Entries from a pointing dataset
════════

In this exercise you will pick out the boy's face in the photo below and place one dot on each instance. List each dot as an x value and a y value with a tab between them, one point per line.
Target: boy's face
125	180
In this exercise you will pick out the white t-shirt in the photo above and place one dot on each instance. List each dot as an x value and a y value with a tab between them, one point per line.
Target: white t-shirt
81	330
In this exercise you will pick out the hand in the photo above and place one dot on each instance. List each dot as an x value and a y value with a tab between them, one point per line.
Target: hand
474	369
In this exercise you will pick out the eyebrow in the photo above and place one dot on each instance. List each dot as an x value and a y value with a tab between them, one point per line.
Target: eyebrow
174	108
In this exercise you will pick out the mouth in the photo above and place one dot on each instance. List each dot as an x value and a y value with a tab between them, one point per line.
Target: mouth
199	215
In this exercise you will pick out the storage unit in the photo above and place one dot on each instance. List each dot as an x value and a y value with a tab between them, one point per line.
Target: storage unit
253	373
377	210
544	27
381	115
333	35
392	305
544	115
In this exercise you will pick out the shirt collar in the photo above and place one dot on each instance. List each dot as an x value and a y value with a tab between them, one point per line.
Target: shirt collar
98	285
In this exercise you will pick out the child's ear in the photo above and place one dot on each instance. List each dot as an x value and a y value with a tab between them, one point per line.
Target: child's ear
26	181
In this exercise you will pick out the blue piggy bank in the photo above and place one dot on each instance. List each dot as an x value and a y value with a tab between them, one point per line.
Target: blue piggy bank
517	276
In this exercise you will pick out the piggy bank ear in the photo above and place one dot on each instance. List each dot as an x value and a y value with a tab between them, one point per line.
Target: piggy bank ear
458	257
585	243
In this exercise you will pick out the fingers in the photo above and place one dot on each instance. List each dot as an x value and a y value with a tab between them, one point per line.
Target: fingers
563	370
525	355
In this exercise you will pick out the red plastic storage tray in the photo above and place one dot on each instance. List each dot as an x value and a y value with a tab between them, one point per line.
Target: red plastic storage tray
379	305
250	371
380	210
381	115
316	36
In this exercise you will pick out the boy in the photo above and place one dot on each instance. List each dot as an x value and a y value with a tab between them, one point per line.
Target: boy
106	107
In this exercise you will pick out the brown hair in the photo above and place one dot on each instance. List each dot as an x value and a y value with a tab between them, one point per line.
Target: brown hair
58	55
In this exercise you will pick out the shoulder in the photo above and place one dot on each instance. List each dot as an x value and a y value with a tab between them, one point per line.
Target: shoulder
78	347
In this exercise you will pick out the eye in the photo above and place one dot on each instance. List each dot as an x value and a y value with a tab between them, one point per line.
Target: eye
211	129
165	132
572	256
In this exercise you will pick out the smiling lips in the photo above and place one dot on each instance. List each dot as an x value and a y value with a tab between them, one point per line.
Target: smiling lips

════════

• _Stated task_
Please update the records above by changing each "piggy bank" to "coin bank" and leaving everything else as it is.

• _Completed task_
In this exercise you will pick out the boy's face in the photo below and place one dot on each instance. List each dot as an x value and a y value with a tab between them, one point per line.
Target: boy's face
125	180
In this exercise you will pick out the white t-shirt in the photo above and place one dot on each instance. List each dot as an x value and a y value with a tab between them, one point per line.
Target: white t-shirt
81	330
In this exercise you will pick out the hand in the photo above and place one dot on each instance. List each dot as an x value and a y value with a tab between them, one point per line.
Target: hand
474	369
In this exercise you will pick out the eyebrow in the photo above and place one dot on each instance. List each dot as an x value and a y value with a tab between them, one point per line.
Target: eyebrow
174	108
In this exercise you will pick out the mouth in the photo above and place one dot on each instance. List each dot as an x value and a y value with a tab between them, one point per line.
Target: mouth
199	215
In this exercise you will pick out the storage unit in the photo above and place one dot on each instance. List each dot as an x value and a y value with a tab between them, one point per line.
Target: storage unit
253	373
377	210
544	27
381	115
333	35
392	305
544	115
In this exercise you will pick out the shirt collar in the photo above and place one dot on each instance. List each dot as an x value and a y value with a tab between them, one point per line.
Target: shirt collar
98	285
In this exercise you will pick out the child's ear in the photo above and place one dot on each instance. List each dot as an x value and a y value with a tab between them, one point per line.
Target: child's ear
26	181
In this exercise you will pick out the blue coin bank in the photo above and place one dot on each instance. List each dot as an x value and a y value with a tab between them, one point per line.
Target: blue coin bank
517	276
In this exercise you will pick out the coin bank ear in the photo above and place one dot on each instance. List each dot as an x value and a y value with a tab between them, one point per line.
Target: coin bank ear
458	257
585	243
In this exercise you will pick out the fingers in the photo above and place one dot on each instance. List each dot as an x value and a y value with a tab between them, one point per line.
Target: fingers
563	370
525	355
In this exercise you will pick out the red plastic storage tray in the photo above and place one dot on each instance. List each dot as an x value and a y value with a tab between them, one point per line.
Target: red plastic storage tray
379	305
250	371
380	210
381	115
316	36
In this exercise you will pick out the boy in the photo above and place one dot on each instance. List each dot as an x value and a y value with a tab between them, one point per line.
Target: boy
106	107
In this exercise you will pick out the brown hair in the photo above and place one dot on each instance. List each dot as an x value and a y value with a tab between them, one point per line.
Target: brown hair
58	55
In this exercise you will pick out the shoulder in the photo above and place one dot on each instance. List each dot as an x value and a y value with a tab between them, one point per line.
Target: shoulder
78	347
In this exercise you will pick out the eye in the photo above and place one dot on each instance. List each dot as an x value and a y value with a tab between them, one point per line.
Target: eye
211	129
165	132
572	256
In this exercise you will pick out the smiling lips in the photo above and place one dot on each instance. List each dot as an x value and a y value with a tab between them, one point per line.
Target: smiling lips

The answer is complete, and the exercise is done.